**THE PROBLEM**
Leave the pictures out. Return all other data exactly.

**RECORD EXTRACTS**
════

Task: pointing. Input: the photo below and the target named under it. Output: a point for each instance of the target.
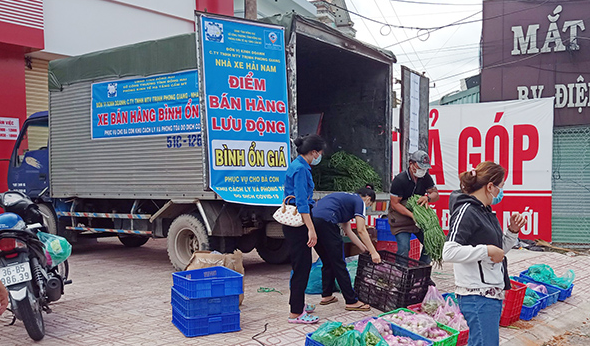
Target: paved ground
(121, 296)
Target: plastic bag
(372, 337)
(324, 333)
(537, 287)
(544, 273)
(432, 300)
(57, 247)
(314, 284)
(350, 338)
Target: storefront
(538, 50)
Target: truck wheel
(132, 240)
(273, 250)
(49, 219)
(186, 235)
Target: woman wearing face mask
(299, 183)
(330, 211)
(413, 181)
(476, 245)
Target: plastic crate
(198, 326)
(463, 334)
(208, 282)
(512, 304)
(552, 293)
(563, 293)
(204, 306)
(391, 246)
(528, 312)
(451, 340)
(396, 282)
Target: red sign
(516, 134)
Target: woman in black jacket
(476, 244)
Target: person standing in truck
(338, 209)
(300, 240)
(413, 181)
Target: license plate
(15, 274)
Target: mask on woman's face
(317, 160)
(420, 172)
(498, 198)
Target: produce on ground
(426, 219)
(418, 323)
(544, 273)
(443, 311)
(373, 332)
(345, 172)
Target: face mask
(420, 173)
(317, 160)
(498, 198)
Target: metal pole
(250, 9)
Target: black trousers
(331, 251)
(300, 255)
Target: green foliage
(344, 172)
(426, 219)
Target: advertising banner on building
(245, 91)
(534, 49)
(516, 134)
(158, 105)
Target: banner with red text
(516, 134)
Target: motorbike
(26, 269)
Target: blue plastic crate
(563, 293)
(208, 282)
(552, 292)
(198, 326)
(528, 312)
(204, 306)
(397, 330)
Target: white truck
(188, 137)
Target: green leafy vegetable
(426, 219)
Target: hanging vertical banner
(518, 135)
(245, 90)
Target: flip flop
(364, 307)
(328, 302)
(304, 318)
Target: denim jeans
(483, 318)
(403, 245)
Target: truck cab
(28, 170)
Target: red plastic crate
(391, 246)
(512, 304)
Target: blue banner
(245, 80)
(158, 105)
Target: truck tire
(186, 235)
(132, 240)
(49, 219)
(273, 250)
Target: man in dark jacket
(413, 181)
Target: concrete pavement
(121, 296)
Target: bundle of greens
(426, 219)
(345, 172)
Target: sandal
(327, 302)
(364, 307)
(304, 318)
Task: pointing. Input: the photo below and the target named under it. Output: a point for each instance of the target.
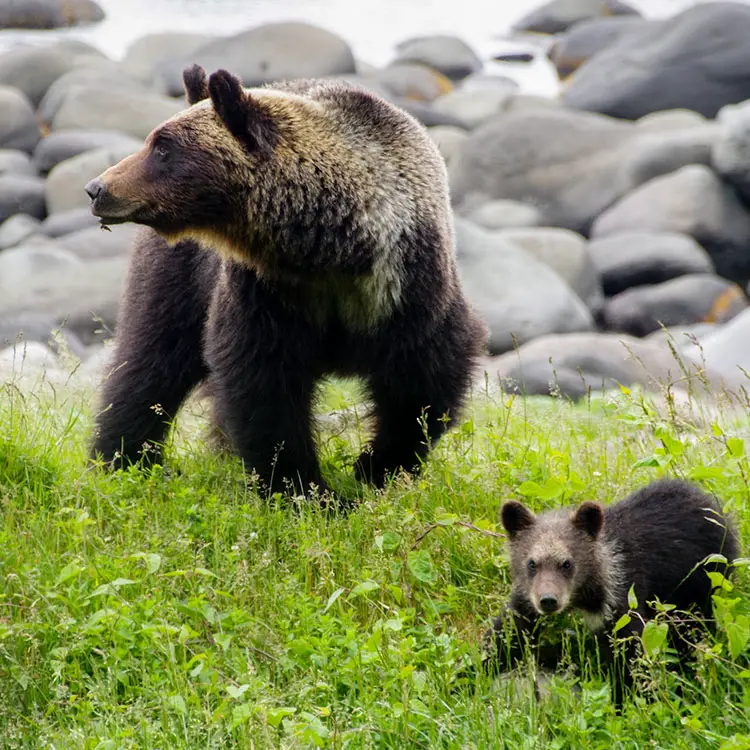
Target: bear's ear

════

**REPLY**
Task: pointing. Input: the photo below and the target named under it. Output: a point for each instance of the target.
Target: paved ground
(121, 296)
Target: plastic bag
(372, 337)
(324, 333)
(537, 287)
(544, 273)
(432, 300)
(57, 247)
(314, 284)
(350, 338)
Target: storefront
(538, 50)
Target: truck wheel
(132, 240)
(273, 250)
(49, 219)
(186, 235)
Target: woman wearing face mask
(299, 183)
(330, 211)
(413, 181)
(476, 245)
Target: plastic crate
(198, 326)
(463, 334)
(208, 282)
(512, 304)
(552, 293)
(563, 293)
(204, 306)
(391, 246)
(528, 312)
(451, 340)
(396, 282)
Target: red sign
(516, 134)
Target: woman in black jacket
(476, 244)
Target: person standing in truck
(338, 209)
(300, 240)
(413, 181)
Target: license plate
(15, 274)
Target: mask on woman's face
(317, 160)
(420, 172)
(498, 198)
Target: produce on ground
(426, 219)
(418, 323)
(544, 273)
(443, 311)
(373, 332)
(345, 172)
Target: face mask
(420, 173)
(317, 160)
(498, 198)
Target: metal pole
(250, 9)
Target: black trousers
(331, 251)
(300, 255)
Target: green foliage
(344, 172)
(426, 219)
Target: advertising banner on building
(245, 91)
(534, 49)
(516, 134)
(158, 105)
Target: banner with red text
(516, 134)
Target: motorbike
(26, 269)
Target: blue plastic crate
(563, 293)
(208, 282)
(552, 292)
(198, 326)
(528, 312)
(204, 306)
(397, 330)
Target: white truck
(188, 137)
Target: green leafy vegetable
(426, 219)
Target: hanging vertical banner
(518, 135)
(245, 90)
Target: flip flop
(364, 307)
(328, 302)
(304, 318)
Target: denim jeans
(483, 318)
(403, 245)
Target: truck cab
(28, 170)
Target: red plastic crate
(391, 246)
(512, 304)
Target: blue banner
(245, 80)
(158, 105)
Target: truck tire
(186, 235)
(132, 240)
(49, 219)
(273, 250)
Target: man in dark jacket
(413, 181)
Target: concrete pavement
(121, 296)
Target: bundle of greens
(426, 219)
(345, 172)
Target: sandal
(327, 302)
(364, 307)
(304, 318)
Task: pointing. Input: the photo below and the target named under it. Output: a point for each instance of the target.
Target: bear's ear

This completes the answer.